Direction A —
Copy the labeled-object pointing entries below word for word, keeping every line.
---------- Given text ----------
Zakaria may be right that Bill Clinton is the most skilled student of politics in America. But somehow I can’t help but notice that those skills often seemed far more useful in furthering his own political career than they have in helping his wife’s.

8 comments

  1. Perhaps the campaign feels it needs to push back more publicly in order to appease donors and democratic-leaning opinion makers? You have spent much time discussing the invisible primary and how it explains a good deal of what we observe in this democratic primary race. This may be more about making a strategically significant ‘signal’ to the mentioned groups (to demonstrate that the campaign is ‘addressing issues’ rather than ‘undergoing them passively’) than about convincing voters of Hillary Rodham’s ‘bona fides’…

    Still, irrespective of the Porter story, which sounds bogus, there is compelling evidence that mid-90s media were fed – and readily consumed – a series of stories produced for political purposes, from Whitewater to Vince Foster and the drug smuggling in between.
---------- Given records ----------
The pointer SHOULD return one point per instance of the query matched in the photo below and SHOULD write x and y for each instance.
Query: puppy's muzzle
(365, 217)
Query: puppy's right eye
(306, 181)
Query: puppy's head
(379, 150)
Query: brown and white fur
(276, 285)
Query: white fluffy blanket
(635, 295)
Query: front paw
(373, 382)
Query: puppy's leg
----------
Direction B —
In the post above about Bill Clinton, how does the commenter describe the Porter story?

Correct answer A —
The pointer SHOULD return one point per instance of the query matched in the photo below and SHOULD write x and y for each instance.
Query: puppy's muzzle
(365, 217)
Query: puppy's right eye
(306, 181)
Query: puppy's head
(379, 150)
Query: brown and white fur
(276, 285)
Query: white fluffy blanket
(635, 295)
Query: front paw
(373, 382)
Query: puppy's leg

Correct answer B —
It sounds bogus.